Picture annotation records
╭──
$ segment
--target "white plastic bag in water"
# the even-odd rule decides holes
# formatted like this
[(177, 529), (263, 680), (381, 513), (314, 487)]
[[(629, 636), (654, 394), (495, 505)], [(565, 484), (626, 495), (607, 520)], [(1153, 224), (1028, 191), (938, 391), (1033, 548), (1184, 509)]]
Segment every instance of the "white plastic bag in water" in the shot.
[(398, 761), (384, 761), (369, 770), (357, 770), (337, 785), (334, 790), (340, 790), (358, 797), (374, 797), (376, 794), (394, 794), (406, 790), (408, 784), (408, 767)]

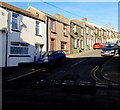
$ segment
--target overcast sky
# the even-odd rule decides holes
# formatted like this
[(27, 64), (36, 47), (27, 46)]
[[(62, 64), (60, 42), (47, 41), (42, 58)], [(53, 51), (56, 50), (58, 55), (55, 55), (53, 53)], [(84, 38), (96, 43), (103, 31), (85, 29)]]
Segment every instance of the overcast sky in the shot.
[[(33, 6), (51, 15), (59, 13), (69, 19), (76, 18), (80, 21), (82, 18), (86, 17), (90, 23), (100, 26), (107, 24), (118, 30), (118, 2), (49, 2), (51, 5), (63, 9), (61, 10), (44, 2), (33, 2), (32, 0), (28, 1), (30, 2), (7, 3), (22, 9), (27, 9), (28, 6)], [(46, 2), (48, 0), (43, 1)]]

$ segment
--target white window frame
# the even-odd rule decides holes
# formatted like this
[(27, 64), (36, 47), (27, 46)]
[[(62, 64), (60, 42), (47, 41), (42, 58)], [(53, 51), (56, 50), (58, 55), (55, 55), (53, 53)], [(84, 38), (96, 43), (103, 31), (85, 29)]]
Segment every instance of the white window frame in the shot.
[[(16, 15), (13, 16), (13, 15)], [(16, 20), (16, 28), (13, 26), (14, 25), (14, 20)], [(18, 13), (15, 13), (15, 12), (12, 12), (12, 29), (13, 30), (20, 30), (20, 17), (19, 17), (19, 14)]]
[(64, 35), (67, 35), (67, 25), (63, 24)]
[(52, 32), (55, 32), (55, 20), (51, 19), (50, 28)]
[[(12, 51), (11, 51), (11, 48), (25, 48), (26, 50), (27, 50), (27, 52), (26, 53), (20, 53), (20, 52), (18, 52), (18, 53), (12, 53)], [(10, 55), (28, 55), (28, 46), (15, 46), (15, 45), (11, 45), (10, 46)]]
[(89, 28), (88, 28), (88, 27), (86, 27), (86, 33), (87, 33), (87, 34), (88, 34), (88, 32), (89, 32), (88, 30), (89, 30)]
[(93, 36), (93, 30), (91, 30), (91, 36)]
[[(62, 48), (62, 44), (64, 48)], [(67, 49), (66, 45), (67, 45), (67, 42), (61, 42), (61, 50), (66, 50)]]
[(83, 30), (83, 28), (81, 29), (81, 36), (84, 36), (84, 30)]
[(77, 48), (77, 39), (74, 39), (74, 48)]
╰──
╭──
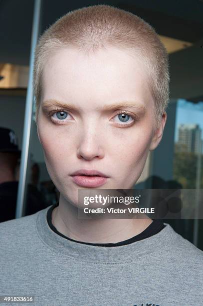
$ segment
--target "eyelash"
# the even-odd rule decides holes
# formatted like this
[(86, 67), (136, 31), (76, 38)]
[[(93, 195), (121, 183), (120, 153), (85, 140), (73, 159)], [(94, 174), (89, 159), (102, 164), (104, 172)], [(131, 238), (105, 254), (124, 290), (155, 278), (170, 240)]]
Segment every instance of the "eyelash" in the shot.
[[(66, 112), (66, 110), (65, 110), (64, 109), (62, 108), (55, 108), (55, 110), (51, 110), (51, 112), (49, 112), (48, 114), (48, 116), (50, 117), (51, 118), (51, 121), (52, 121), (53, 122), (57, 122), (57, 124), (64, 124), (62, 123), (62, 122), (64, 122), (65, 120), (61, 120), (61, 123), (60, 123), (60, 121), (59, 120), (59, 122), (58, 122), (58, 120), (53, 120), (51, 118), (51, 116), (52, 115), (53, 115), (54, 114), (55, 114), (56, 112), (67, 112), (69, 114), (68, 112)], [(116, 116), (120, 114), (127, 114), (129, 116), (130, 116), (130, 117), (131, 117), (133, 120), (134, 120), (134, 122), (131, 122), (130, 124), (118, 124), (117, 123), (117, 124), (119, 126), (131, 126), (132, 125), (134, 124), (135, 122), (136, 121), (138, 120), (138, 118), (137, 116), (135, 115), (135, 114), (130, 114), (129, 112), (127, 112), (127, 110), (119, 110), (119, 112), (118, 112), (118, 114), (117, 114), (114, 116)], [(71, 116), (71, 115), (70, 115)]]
╰──
What the exercise asks
Extract every line from the items above that contains the string "target".

Solved exercise
--target "white plastic bag in water"
--target overcast sky
--target white window frame
--target "eyelash"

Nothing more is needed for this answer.